──────── Excerpted data

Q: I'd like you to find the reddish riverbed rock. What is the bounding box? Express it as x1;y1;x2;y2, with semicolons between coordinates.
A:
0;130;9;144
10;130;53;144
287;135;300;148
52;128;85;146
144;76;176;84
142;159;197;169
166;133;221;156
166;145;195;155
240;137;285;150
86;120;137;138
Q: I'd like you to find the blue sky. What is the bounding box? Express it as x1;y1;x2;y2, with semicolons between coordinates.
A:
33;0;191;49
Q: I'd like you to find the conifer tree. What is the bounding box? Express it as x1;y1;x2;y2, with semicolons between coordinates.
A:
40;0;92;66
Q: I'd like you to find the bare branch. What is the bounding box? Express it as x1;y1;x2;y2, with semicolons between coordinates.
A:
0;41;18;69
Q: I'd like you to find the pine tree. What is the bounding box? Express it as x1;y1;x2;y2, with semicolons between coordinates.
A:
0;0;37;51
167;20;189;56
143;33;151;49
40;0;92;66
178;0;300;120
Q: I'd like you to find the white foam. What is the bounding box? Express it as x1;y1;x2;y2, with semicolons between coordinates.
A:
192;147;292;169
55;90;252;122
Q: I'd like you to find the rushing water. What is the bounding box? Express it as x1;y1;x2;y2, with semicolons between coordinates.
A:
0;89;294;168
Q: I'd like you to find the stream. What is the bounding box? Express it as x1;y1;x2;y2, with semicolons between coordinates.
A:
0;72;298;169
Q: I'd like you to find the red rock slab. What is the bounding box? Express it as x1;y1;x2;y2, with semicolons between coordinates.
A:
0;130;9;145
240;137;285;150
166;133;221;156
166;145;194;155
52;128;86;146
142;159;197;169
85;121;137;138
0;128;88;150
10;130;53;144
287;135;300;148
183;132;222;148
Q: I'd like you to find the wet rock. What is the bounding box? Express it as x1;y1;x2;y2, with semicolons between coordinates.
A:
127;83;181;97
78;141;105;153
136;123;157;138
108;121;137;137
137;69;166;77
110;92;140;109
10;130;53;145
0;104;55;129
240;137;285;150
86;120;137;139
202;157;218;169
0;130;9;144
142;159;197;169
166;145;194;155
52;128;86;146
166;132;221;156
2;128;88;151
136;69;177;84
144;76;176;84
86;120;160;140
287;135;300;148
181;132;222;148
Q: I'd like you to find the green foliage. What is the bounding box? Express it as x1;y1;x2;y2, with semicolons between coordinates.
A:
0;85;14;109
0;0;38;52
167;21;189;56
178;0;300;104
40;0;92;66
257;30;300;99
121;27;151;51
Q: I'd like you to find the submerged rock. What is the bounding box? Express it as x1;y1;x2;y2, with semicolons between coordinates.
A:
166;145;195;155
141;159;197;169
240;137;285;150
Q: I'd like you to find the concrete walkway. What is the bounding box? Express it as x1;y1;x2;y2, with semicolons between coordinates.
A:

────────────────

Exercise prompt → Reply with nothing except the number of lines in the records that include the word "tree".

Reply → 2